[[ MATERIAL PROVIDED, beginning ]]

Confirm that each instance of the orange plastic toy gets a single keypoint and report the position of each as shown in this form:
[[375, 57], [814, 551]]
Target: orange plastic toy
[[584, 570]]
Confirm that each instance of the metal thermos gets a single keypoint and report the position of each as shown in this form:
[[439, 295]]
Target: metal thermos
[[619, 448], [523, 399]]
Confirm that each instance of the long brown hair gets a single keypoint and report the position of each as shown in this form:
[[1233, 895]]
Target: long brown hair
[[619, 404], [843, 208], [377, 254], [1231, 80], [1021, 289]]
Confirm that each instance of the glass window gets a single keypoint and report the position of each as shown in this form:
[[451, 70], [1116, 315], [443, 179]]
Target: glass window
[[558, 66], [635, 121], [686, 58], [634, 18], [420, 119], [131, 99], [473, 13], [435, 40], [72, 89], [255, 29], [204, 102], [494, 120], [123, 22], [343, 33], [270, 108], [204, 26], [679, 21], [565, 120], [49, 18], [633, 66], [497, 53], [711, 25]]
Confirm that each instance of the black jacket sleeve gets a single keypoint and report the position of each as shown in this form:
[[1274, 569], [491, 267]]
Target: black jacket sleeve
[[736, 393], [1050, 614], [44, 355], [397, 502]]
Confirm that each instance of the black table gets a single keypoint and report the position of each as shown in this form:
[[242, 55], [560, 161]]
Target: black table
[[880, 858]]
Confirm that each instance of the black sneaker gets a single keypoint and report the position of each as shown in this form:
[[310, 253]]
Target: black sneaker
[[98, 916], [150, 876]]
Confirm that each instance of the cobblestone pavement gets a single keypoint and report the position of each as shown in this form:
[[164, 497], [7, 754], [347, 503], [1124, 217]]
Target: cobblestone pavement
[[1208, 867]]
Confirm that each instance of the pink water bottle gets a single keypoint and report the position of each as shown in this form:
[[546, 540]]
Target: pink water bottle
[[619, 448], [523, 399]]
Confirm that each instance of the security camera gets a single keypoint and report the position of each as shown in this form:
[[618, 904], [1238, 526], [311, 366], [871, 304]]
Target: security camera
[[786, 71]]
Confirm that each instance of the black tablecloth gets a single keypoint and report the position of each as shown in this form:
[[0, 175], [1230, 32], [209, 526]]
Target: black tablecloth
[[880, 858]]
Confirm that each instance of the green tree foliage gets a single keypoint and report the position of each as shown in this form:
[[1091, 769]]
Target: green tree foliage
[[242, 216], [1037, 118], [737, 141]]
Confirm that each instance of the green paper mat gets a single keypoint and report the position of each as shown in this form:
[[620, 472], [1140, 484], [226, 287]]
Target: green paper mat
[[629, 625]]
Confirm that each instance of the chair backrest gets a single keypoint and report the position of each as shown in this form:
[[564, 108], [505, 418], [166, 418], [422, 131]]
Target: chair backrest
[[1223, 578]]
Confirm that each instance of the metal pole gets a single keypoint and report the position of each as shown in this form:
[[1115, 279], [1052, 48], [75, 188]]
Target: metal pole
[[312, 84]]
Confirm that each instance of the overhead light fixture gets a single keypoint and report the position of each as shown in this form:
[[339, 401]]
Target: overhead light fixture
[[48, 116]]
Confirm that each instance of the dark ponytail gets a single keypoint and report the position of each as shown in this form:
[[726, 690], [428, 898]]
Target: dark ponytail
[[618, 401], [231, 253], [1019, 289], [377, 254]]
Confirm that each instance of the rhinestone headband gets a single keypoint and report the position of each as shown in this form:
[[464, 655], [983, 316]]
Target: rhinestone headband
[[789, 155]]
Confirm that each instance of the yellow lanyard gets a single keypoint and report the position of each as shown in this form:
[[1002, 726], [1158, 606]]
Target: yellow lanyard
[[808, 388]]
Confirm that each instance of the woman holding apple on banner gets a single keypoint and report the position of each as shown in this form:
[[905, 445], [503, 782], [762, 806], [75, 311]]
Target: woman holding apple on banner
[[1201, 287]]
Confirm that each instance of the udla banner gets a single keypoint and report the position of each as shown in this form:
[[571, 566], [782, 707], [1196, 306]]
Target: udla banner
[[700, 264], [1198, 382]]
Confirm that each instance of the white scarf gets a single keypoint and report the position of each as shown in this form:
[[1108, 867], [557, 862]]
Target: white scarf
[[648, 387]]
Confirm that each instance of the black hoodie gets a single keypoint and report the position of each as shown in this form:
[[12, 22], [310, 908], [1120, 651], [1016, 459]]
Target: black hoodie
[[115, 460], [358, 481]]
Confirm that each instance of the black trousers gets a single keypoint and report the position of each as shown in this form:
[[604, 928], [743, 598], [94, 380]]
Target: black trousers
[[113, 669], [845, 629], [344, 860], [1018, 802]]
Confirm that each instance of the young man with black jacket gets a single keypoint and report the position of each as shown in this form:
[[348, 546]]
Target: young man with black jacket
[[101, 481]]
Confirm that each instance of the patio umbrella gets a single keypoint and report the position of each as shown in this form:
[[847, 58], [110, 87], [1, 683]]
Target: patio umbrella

[[ MATERIAL PROVIDED, end ]]

__TASK INSTRUCTIONS__.
From the data above, show each line that contains "umbrella".

__RESPONSE__.
Confirm that each instance of the patio umbrella gets a single keypoint and report the position of each as shown in this form:
Target: patio umbrella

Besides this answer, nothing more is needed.